* **DIRECTIONS FOR THIS TASK**
Your reply should hold the line containing "door and record the coordinates." and every later line of the records, reproduced exactly, and no other lines.

* **SOURCE DATA**
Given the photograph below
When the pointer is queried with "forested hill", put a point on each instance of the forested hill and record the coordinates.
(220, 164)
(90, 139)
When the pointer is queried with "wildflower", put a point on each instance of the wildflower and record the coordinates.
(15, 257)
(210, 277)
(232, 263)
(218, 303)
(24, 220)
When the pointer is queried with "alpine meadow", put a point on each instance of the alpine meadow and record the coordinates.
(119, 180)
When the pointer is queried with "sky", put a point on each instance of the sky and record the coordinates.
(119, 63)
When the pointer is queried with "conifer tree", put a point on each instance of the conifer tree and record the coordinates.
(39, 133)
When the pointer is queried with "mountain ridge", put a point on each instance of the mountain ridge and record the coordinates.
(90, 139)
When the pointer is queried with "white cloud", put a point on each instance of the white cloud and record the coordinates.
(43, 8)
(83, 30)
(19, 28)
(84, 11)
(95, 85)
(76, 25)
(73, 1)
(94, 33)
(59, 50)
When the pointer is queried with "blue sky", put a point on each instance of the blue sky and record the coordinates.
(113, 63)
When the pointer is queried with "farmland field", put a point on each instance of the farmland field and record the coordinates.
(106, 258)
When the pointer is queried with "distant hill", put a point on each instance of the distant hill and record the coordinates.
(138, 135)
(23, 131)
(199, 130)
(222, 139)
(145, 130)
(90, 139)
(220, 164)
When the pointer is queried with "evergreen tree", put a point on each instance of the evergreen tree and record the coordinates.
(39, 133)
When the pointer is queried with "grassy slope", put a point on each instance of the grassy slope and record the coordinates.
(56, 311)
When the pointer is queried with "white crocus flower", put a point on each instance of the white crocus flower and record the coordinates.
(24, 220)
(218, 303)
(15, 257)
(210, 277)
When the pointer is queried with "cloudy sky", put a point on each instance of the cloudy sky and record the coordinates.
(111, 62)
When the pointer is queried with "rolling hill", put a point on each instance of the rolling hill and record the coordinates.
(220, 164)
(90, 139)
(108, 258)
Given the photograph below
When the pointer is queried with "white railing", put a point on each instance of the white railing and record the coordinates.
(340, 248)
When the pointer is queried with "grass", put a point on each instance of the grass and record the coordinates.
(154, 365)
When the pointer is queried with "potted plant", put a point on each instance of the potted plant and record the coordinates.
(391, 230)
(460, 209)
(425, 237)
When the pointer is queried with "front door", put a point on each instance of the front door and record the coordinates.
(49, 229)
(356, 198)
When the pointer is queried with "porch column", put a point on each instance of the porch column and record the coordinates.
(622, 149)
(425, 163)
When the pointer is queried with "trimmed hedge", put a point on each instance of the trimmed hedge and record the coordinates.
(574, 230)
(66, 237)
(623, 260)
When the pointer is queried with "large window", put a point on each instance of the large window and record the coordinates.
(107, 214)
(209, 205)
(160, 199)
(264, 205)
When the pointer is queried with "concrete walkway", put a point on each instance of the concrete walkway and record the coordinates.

* **RESPONSE FOR THIS EXERCISE**
When the pointer is queried with "front door", put a point on each instance of the front door and record the coordinates.
(49, 229)
(356, 198)
When the pointer is queried with "porch column", put a point on each instance of the porch column and record the coordinates.
(622, 149)
(425, 163)
When the pointer is queried with "trimmed hedge", put a point on each instance of the trimmed hedge and record the coordinates.
(574, 230)
(66, 237)
(623, 260)
When the pointer is queried with "large window", put a point on each instance of the large window and record the coordinates.
(107, 214)
(209, 205)
(160, 199)
(264, 205)
When the pointer is queried with "concrete walkway", put a point on each instance of the concrete walkway and record the coordinates.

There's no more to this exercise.